- [SET TASK]: Every line from the one with "[point] every instance of the knife" to the end of the data needs to be copied exactly, and no line before it.

Records excerpted from a collection:
┌──

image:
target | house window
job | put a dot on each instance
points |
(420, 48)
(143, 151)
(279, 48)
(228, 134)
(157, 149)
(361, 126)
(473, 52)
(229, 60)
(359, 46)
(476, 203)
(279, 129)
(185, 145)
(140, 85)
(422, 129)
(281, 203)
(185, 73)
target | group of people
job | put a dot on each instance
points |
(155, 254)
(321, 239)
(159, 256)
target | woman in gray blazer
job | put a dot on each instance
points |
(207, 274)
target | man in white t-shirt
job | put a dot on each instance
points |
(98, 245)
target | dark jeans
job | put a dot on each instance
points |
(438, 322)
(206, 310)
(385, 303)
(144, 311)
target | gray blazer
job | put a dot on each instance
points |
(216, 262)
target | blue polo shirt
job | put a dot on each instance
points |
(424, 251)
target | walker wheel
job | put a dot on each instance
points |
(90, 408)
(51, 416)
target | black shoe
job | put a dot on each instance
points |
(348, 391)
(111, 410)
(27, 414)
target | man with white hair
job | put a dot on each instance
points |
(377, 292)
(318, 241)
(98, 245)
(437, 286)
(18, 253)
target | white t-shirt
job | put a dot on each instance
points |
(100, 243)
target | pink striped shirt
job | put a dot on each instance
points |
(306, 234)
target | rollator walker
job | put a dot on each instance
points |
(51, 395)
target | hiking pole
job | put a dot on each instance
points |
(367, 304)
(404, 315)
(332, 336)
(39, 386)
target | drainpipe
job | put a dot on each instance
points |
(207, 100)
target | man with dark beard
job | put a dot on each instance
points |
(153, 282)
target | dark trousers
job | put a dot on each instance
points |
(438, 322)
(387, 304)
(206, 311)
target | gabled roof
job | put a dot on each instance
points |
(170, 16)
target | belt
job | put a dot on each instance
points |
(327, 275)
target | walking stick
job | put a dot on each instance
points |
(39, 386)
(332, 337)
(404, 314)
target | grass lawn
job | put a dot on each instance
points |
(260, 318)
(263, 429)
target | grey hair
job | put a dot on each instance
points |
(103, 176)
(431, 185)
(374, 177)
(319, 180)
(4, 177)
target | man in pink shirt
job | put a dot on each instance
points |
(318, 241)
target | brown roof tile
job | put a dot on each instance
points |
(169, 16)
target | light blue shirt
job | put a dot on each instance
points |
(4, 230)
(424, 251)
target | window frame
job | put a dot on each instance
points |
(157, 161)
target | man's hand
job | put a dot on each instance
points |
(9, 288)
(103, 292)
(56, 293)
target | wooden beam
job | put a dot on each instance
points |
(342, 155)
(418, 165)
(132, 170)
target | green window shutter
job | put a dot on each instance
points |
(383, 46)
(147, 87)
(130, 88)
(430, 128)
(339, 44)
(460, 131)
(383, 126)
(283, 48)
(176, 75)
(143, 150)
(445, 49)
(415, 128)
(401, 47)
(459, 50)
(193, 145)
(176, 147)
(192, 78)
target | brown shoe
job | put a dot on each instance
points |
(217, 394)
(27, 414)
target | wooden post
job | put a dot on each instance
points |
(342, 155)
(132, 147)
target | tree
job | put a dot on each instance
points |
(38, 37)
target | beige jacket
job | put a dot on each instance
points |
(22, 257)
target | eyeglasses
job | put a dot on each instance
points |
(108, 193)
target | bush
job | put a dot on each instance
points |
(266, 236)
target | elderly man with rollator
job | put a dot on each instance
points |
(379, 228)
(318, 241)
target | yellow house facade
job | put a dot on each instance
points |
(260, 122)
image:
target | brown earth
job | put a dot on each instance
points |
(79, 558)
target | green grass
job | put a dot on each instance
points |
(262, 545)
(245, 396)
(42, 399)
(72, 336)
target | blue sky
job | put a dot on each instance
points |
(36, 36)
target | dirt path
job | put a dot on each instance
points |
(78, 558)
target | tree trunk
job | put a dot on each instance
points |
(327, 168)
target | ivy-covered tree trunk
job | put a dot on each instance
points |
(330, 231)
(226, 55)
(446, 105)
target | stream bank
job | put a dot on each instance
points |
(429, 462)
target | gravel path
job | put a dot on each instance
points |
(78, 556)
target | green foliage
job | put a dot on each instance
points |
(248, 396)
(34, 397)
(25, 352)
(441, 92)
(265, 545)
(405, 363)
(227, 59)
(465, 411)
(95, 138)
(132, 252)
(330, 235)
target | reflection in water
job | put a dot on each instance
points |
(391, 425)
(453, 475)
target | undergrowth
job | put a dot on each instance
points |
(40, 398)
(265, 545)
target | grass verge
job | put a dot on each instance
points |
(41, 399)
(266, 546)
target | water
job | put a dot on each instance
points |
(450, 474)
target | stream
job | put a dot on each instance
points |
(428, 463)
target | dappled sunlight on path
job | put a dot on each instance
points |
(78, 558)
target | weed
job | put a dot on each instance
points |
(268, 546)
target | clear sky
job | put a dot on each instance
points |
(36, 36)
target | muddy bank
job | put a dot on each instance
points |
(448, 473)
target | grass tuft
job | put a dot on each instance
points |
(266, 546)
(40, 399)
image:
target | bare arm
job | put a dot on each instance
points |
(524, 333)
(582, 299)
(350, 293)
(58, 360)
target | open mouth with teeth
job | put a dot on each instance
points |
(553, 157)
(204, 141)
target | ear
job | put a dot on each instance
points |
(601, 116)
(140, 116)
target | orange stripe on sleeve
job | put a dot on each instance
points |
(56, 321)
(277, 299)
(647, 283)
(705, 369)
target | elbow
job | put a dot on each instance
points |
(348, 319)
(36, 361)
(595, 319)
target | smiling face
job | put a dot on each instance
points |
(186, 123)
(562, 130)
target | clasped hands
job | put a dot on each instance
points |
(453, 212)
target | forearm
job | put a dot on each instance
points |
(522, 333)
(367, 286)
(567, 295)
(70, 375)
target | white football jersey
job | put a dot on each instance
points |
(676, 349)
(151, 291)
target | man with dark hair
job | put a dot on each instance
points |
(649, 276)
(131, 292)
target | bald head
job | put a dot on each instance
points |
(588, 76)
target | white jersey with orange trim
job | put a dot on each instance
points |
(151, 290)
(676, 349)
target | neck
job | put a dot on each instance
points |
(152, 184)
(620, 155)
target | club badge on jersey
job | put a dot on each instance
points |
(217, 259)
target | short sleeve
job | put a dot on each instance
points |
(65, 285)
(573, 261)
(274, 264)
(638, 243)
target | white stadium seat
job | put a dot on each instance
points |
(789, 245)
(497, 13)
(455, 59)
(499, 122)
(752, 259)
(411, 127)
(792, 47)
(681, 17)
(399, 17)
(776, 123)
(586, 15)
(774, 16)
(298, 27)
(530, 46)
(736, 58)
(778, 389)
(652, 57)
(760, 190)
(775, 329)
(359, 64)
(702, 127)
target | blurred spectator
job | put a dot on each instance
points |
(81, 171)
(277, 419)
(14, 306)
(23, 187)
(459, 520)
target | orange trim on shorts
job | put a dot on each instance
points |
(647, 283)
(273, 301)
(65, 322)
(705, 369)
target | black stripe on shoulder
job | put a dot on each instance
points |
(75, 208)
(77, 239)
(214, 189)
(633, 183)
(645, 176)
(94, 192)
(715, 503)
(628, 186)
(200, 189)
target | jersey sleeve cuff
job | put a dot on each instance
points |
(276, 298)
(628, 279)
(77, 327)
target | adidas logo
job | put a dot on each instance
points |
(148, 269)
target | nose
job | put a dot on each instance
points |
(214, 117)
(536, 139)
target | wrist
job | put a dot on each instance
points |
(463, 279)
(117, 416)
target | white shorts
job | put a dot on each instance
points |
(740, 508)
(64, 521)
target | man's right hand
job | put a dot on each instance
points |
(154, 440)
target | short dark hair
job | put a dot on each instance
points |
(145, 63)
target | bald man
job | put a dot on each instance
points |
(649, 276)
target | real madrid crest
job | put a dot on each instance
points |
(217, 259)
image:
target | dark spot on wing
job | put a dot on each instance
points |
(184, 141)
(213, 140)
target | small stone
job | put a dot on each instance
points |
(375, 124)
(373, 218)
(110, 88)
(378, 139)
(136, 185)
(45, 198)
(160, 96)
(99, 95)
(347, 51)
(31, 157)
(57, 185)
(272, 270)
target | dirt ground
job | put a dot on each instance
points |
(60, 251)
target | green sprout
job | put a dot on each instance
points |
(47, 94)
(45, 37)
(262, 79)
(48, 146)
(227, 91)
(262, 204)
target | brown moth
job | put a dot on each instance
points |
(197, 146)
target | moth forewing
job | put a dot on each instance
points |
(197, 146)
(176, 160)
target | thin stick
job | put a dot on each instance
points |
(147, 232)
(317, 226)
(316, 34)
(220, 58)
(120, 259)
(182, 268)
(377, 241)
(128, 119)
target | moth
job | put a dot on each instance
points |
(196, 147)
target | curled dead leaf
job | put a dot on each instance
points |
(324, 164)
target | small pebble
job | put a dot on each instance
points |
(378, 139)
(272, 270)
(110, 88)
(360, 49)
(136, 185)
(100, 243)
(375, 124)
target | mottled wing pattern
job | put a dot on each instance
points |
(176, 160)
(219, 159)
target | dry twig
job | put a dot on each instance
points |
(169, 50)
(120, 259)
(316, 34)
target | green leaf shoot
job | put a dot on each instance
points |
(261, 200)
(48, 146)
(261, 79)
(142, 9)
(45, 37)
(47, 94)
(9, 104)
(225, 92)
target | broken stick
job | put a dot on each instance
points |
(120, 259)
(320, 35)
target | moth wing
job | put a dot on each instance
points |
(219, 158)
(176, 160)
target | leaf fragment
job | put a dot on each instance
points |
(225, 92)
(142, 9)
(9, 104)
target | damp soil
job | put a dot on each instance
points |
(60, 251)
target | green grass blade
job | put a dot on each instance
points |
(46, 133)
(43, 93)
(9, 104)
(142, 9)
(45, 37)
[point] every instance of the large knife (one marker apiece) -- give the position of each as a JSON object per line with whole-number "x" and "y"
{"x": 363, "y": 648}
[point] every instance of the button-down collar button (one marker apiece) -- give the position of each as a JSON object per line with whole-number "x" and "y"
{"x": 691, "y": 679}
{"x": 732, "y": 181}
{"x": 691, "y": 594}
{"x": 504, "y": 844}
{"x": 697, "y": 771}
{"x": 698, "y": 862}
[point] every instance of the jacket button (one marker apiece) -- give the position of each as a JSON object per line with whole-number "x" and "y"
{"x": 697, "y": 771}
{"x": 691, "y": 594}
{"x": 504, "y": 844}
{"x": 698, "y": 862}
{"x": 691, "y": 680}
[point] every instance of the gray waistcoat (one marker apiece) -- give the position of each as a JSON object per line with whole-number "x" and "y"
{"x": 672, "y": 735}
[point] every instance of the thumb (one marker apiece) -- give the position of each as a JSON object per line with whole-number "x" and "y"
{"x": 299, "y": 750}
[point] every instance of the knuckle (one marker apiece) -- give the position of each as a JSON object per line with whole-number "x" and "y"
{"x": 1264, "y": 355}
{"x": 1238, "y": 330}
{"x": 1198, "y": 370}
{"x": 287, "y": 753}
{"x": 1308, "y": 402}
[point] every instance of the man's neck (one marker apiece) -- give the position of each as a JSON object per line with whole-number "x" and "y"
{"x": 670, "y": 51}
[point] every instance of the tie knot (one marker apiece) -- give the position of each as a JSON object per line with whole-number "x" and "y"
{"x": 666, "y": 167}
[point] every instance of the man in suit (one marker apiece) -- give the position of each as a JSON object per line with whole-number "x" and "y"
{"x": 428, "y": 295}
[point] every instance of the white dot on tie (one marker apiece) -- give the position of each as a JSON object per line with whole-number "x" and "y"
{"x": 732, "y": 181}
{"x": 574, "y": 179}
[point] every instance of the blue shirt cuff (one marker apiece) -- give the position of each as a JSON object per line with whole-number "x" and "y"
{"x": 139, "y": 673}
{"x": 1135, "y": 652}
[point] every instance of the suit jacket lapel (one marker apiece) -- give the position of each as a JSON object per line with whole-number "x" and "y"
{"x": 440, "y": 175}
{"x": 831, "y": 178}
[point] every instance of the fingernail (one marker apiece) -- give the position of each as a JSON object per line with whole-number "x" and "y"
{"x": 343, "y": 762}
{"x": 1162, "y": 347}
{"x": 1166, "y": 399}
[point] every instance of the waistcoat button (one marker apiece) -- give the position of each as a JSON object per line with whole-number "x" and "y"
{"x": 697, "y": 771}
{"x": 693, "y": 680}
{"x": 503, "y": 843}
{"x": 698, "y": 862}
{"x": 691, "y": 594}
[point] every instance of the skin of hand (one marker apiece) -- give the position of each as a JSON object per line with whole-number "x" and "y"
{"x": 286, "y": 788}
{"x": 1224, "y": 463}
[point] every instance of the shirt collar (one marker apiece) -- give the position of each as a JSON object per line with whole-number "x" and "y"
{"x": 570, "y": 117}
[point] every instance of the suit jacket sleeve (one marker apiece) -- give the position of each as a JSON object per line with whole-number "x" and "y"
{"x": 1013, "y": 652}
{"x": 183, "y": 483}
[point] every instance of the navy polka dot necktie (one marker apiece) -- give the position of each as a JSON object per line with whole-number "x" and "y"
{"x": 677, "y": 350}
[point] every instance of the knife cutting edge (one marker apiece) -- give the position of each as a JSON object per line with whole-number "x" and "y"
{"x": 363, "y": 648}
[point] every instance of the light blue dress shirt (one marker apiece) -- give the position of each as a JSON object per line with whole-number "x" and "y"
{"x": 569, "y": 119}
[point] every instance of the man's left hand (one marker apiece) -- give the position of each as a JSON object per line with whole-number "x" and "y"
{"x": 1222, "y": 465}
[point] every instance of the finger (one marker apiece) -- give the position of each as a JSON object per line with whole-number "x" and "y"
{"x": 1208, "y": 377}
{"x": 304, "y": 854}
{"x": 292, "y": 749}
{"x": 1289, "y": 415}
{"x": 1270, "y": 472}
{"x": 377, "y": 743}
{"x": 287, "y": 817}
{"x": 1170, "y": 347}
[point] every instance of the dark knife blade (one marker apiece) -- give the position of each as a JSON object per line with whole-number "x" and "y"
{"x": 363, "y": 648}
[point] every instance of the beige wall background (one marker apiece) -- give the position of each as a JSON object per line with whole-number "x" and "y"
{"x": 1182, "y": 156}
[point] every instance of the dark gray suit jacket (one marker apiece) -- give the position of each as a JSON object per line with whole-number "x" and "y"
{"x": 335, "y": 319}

└──

- [EXERCISE OUTPUT]:
[point] every instance of the knife cutting edge (one marker apiece) -- give the position of each as a JSON object per line with whole-number "x" and "y"
{"x": 363, "y": 648}
[point] every instance of the light blue dress shirt (one marker apiece) -- give the position of each as a JSON object per line with whole-number "x" and "y"
{"x": 569, "y": 119}
[point] every instance of the man's left hand (one marker apiece) -- give the position of each as a JSON object per line with whole-number "x" and "y"
{"x": 1222, "y": 465}
[point] every instance of the finger (one marker apiece) -- give the position of each as a JSON object per line with whole-number "x" and "y"
{"x": 1208, "y": 377}
{"x": 304, "y": 854}
{"x": 292, "y": 749}
{"x": 1289, "y": 415}
{"x": 1270, "y": 472}
{"x": 377, "y": 743}
{"x": 287, "y": 817}
{"x": 1170, "y": 347}
[point] every instance of the dark knife blade (one marker apiece) -- give the position of each as a JSON object per line with whole-number "x" and "y"
{"x": 363, "y": 648}
[point] every instance of the beige wall background (one marker apiece) -- give the position of each as a JSON object per line with whole-number "x" and "y"
{"x": 1182, "y": 156}
[point] every instance of the dark gray suit jacket (one marker apiece) -- give the position of each as a JSON object per line with whole-number "x" and "y"
{"x": 335, "y": 319}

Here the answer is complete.